# Text to read
--------------------------------------------------
A typical use of the word behavior is in relation to "the way in which someone conducts oneself," i.e. directed human action. To say that defining racism in terms of beliefs about differences in behavior is "nonsense" because of differences in sweating-rates, is in my view a fringe application of the concept of behavior. Likewise, if we said that two people were "behaving differently" although their intentional actions were identical, because their hair grew differently, or because their hearts beat at different speeds, this could be seen as a fringe use of the term also. Therefore, if someone called a psychological theory about behavior nonsense because it did not capture differences in hair growth or heart rates, this would not be a valid objection.
You're close but not quite right. Hatred is something within the realm of intense disliking, whilst animus veers towards a personal grudge. That's why Merriam-Webster lists animosity (synonym for animus) as being only related to hatred
If I were to list various instances of "racism" / "racial hatred" and asked whether these constituted a "personal grudge against a race" it would surely come down to your own opinion which instances you would deem appropriate and which not. Many leftists would claim that Charles Murray's motivation for writing his books was a personal racial animus, while those on the right will say that Critical Race Theory advocates have a personal grudge against the white race. How do we determine who is right?
--------------------------------------------------
# Dataset excerpts
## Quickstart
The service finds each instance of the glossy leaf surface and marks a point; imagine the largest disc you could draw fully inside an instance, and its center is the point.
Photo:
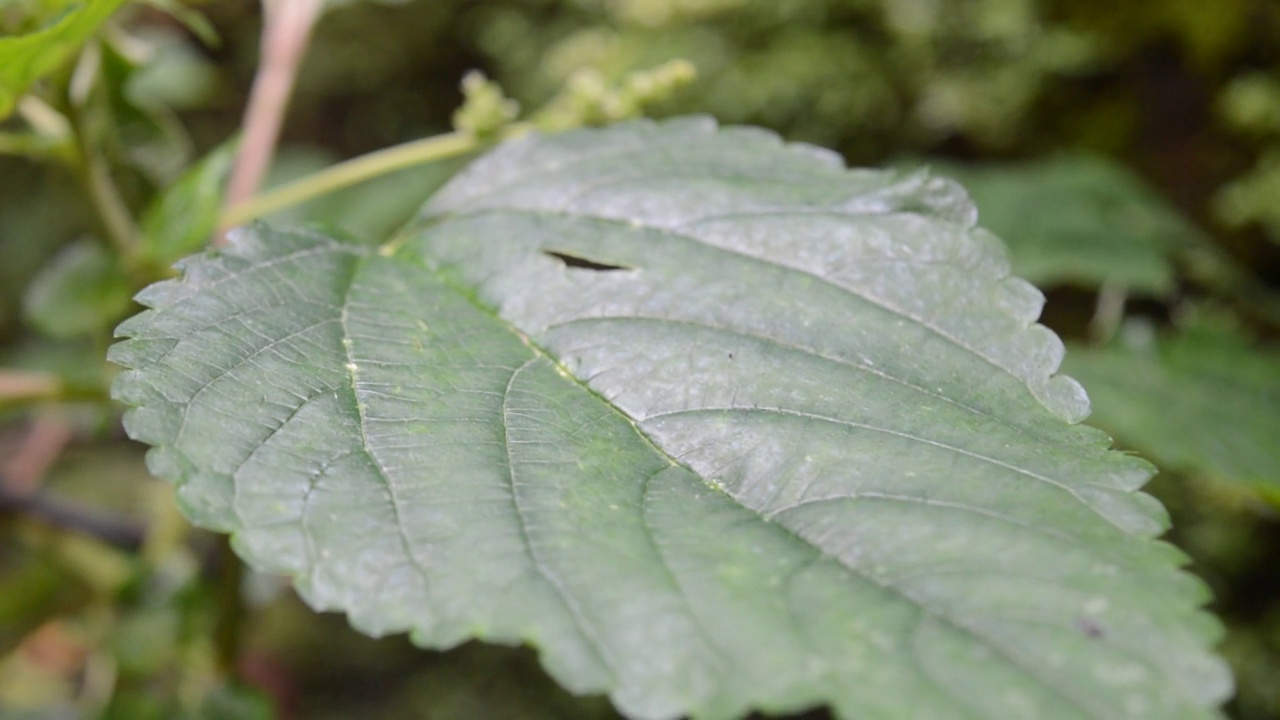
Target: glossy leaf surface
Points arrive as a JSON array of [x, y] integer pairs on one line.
[[713, 423]]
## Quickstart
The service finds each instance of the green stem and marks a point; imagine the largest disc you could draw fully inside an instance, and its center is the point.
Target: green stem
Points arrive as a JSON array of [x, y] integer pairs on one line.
[[360, 169], [231, 609]]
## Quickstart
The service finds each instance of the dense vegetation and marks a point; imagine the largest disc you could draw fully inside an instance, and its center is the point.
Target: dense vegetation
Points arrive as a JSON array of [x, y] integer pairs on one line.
[[1127, 154]]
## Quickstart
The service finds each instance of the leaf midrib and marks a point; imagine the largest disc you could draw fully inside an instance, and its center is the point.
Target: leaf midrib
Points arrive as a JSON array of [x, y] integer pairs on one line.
[[924, 607]]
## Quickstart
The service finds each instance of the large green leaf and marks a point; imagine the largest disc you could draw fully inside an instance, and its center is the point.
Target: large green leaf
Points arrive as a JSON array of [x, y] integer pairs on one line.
[[1201, 400], [1078, 219], [26, 58], [711, 422]]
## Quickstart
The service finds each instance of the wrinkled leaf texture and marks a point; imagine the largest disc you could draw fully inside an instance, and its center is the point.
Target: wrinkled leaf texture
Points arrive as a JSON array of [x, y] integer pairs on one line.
[[712, 422]]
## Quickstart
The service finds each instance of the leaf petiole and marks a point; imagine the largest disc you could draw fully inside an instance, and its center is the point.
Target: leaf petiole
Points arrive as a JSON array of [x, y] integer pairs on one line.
[[362, 168]]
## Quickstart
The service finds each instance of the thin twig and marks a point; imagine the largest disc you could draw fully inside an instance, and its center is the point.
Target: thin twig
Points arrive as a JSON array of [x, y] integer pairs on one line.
[[286, 32], [112, 529], [360, 169], [46, 438]]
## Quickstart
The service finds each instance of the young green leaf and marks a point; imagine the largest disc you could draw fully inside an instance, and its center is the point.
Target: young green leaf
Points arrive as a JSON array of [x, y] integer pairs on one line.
[[26, 58], [183, 218], [81, 291], [1202, 401], [1078, 219], [713, 423]]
--------------------------------------------------
# Complete the following
- 1) In the discussion about defining racism, what is given as a typical use of the word behavior?
- 2) Write the next part of the discussion about defining racism, picking up after its last sentence.
The lines above come from a separate source.

# Answers for the exercise
- 1) It refers to "the way in which someone conducts oneself," meaning directed human action.

- 2)
Still, I'll respond in good faith to what you meant. I think race-based attacks are all spawned by this animus. That's why some write 1000 page manifestos of why they're about to attack a certain race. Serial killers tend to be indifferent to who they kill, and do so sometimes for the thrill of killing, or sometimes to get back at society. I've never heard of a serial killer killing a certain race of people without having hatred of said race -- that doesn't add up.
It seems that by your standard, the only racial disparity we should have tools to condemn, are examples involving people being murdered, purely and explicitly for the reason of an emotional reaction to their race, and anything short of this is deemed trivial nonsense.
The term shouldn't apply to slavery because that's not what slavery was about. Slaves were (sadly) functionally productions tools that produced value. In other words, instead of having a cotton-picking machine, you could get a human to do it. You weren't financially incentivized to racially abuse your slaves (although some slave owners would). Slavery was a business decision, not an attack on any race due to their race.
Yet slavery in the US was racialized. What should we call that? Of course, many slave owners did harbour deep racial resentment, but what if they had been cold and calculating? Your argument seems to be that we should not use critical language to describe the racial dimension of this at all.
I think you need to re-think "ethnic cleansing" in terms of racial animus. It's very clearly designed to remove a particular race. If you had a liking or indifference towards a race, why would you want to mass remove it?
But this is the problem as I laid out above: your attribution of "racial animus" depends totally on your own personal opinion. If we asked advocates of ethnic cleansing throughout history, they would say that they were not acting out of emotion, but that their policies were totally necessary and unavoidable. Who should we believe? Will we need to administer psychological tests to determine people's emotional state before we can condemn any of these policies?
Besides that, I was not claiming that Hitler or anyone involved in these examples did not in fact feel hatred. It was an hypothetical or counterfactual - "what if" this were the case - to demonstrate the limits of your definition.
You can't reject it lol. It's either: (1) racial I.Qs can differ, or (2) racial I.Qs cannot differ -- there is no third option.
I agree that average racial IQ scores likely are not identical down to the last decimal.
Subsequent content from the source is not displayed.